▸ **WHAT IS EXPECTED**: Your task is to filter the data below down to the lines holding "this".

▸ **GIVEN RECORDS**:
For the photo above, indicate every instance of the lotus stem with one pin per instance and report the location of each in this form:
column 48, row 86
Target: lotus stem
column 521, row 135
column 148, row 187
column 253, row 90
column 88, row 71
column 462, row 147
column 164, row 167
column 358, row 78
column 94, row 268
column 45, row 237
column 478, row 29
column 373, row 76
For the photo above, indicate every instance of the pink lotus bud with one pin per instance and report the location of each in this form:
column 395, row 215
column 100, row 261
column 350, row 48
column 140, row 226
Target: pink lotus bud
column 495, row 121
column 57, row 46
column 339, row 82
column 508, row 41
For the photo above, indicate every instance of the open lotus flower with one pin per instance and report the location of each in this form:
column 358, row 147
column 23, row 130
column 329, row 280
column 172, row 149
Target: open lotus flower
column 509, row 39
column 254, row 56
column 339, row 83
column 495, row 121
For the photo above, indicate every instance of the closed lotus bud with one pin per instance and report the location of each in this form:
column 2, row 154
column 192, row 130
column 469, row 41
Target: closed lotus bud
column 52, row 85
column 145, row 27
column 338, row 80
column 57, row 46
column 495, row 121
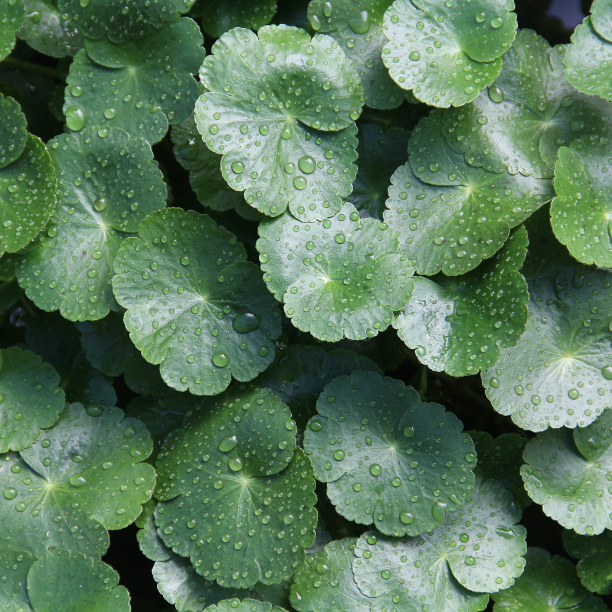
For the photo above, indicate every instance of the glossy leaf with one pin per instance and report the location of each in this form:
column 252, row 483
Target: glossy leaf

▸ **WRITTEN ANSWER**:
For the photo above, indicate every instance of the lotus stem with one pin per instance and report the location of each in this form:
For the photo above, indicate every instance of the pink lotus bud with one pin per instance and report the location of each in this form:
For the photo above, indicate every instance of the open lotus flower with one pin per instance and report the location of each in this form:
For the photo above, indicate every instance of the closed lotus bud with one pin per instance and report the location of each in this form:
For the photo above, indicate every instance of the glossy leaf with one pin per instance and report the location of each in this form:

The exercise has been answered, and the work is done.